▸ WRITTEN TASK:
Can you quote each of the entries below word for word, omitting the pictures?

▸ DATA:
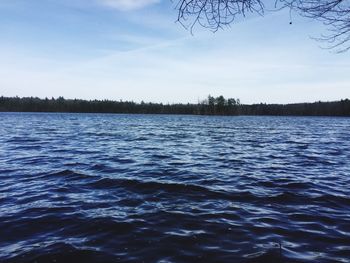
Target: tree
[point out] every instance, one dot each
(215, 14)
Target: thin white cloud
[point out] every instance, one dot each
(127, 5)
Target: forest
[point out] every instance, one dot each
(210, 106)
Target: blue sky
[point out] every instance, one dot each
(134, 50)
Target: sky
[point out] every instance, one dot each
(135, 50)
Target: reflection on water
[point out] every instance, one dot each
(147, 188)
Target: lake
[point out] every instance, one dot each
(173, 188)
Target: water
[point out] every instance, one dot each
(147, 188)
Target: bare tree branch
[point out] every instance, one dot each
(215, 14)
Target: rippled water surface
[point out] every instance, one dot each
(147, 188)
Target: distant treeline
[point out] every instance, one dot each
(210, 106)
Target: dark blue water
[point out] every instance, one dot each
(146, 188)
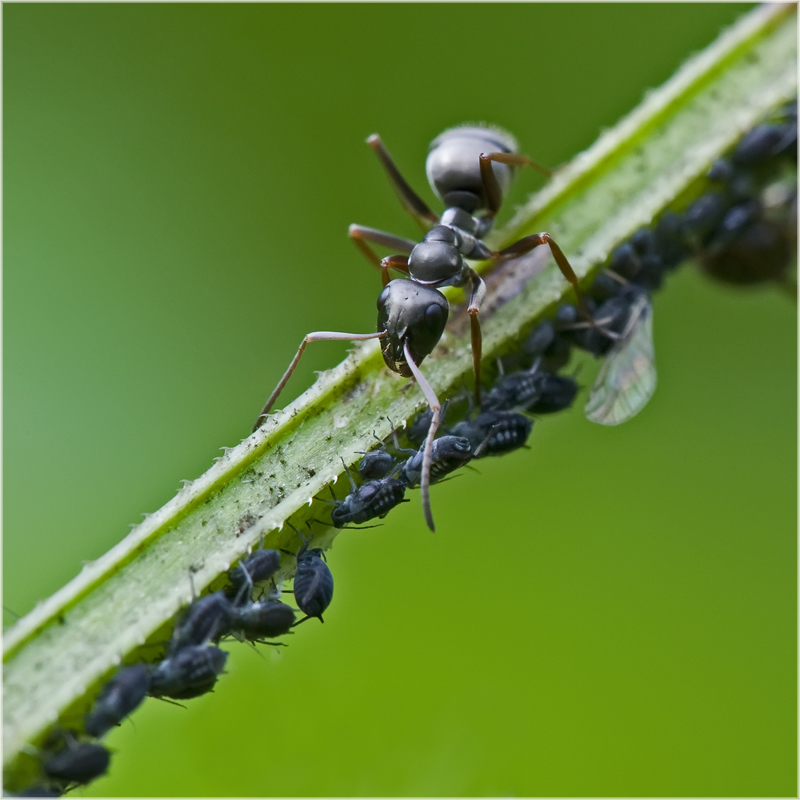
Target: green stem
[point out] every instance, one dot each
(57, 656)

▸ SOLUTION TO THE PROBLEM:
Target: tree
[point out] every instance, one dot each
(215, 14)
Target: thin white cloud
[point out] every instance, one dot each
(127, 5)
Target: forest
[point out] every instance, one dot each
(210, 106)
Target: blue sky
[point out] every instance, one dot each
(134, 50)
Target: sky
[point out] every instance, one dot each
(135, 50)
Target: reflection on water
[point out] every instance, one dot each
(147, 188)
Target: lake
[point out] every instance, one dot each
(173, 188)
Target: water
[point out] every instance, one dot each
(147, 188)
Target: bare tree branch
[point out] every instance, one dot each
(215, 14)
Target: rippled water surface
[point out] every instance, one dot each
(147, 188)
Target: distant treeline
[point out] every instance, one dot each
(210, 106)
Target: dark blue water
[point out] every instance, one dot each
(146, 188)
Target: green stem
[point out] every instance, one dot each
(57, 656)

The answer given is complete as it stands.